### [DIRECTIVE]
Output the rows below as a numbered list without blank lines, covering only the line containing "Annotate the deck" and every line after it through the last row.

# START OF MATERIAL TO PROCESS

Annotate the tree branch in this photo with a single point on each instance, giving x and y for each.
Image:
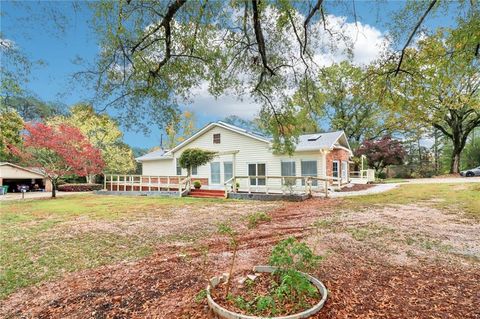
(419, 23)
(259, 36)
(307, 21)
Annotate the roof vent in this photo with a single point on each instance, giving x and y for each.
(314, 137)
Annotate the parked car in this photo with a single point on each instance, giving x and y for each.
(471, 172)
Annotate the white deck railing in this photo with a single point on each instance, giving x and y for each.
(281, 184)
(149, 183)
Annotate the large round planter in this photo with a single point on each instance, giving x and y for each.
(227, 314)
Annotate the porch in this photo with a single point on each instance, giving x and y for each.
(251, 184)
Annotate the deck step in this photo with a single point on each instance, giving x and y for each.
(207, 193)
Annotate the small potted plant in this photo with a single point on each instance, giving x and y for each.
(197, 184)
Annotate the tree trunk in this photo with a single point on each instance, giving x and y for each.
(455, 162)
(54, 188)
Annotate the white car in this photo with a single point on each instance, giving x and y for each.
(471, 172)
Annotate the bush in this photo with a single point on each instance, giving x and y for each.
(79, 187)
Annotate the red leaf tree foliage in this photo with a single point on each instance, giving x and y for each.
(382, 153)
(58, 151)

# END OF MATERIAL TO PROCESS

### [COMPLETED TASK]
1. Annotate the deck step in this photo with a single point on each instance, giving x and y for each.
2. (207, 193)
3. Annotate the small potted plant in this photo with a single point on each instance, giving x and y for each.
4. (197, 184)
5. Annotate the tree trunk in this photo with a single point on each instance, giving x and y for each.
6. (455, 162)
7. (54, 188)
8. Annotate the white car in this photo with a single point on each instance, giving x and y for each.
9. (471, 172)
10. Annotate the bush in this photo with a single point on each instance, giving x and y for each.
11. (79, 187)
12. Annotate the red leaf tree foliage in this photo with a single point on each instance, giving x and y for each.
13. (382, 153)
14. (58, 151)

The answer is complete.